- **Anweisung**: Gib die folgenden Zeilen samt Anforderungen vollständig erneut aus und verringere dabei in den Antworten jede Koordinate der Polygonpunkte um 19. Das gilt für alle Datensätze.

********

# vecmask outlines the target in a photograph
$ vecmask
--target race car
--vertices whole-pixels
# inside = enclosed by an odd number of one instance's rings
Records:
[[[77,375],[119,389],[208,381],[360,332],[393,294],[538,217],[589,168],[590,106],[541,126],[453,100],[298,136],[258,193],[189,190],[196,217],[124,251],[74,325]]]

********

- **Lösung**:
# vecmask outlines the target in a photograph
$ vecmask
--target race car
--vertices whole-pixels
# inside = enclosed by an odd number of one instance's rings
Records:
[[[58,356],[100,370],[189,362],[341,313],[374,275],[519,198],[570,149],[571,87],[522,107],[434,81],[279,117],[239,174],[170,171],[177,198],[105,232],[55,306]]]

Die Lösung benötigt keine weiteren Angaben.